Arrange the lines between the one containing "Tag the female" and the one containing "point(291, 73)", inclusive, as a numbered list, leaving out any blank lines.
--*--
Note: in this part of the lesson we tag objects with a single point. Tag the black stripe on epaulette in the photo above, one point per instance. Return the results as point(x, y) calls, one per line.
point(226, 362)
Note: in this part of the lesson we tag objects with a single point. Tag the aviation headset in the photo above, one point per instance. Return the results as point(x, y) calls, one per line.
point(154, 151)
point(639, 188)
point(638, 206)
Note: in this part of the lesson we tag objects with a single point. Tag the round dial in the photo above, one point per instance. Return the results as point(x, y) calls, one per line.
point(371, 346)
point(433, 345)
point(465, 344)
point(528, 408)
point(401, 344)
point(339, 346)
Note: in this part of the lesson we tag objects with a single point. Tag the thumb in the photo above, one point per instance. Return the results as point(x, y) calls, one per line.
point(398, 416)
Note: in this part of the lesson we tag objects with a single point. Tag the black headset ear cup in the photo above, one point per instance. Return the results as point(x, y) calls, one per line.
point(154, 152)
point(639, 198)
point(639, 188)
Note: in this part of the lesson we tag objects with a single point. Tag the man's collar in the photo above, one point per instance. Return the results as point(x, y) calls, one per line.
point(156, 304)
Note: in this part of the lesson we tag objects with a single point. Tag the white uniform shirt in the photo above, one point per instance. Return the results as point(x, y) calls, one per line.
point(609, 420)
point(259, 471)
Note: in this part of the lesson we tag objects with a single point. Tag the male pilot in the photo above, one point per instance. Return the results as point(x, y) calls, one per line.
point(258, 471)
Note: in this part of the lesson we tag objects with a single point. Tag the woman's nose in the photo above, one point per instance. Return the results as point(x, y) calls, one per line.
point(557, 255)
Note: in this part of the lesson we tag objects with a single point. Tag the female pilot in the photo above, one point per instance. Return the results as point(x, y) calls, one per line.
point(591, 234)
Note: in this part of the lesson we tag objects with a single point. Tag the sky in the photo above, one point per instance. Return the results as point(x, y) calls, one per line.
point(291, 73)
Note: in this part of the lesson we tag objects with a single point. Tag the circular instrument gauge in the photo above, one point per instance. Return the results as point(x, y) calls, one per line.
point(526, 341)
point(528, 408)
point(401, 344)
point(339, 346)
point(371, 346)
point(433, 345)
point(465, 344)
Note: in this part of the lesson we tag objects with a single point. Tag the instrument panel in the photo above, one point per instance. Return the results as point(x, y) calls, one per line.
--*--
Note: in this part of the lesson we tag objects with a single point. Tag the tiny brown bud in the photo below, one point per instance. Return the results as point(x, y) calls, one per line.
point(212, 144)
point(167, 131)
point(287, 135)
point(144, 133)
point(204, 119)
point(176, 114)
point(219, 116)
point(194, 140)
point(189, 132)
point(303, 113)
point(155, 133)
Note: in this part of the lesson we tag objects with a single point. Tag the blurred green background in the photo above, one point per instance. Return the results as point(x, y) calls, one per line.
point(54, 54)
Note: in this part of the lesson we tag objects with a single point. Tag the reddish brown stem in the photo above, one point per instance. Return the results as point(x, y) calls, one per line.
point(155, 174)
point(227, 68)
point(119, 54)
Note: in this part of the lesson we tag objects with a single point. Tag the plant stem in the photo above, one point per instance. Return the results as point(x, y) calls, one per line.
--*--
Complete response:
1. Note: in this part of the lesson we tag objects with a single point. Tag the female pilot in the photo above, one point per instance. Return the results as point(x, y) calls, one per line.
2. point(591, 234)
3. Note: in this part of the lesson we tag objects with a single point. Tag the sky in the photo above, one point per instance. Return the results as point(x, y) calls, one per line.
4. point(291, 73)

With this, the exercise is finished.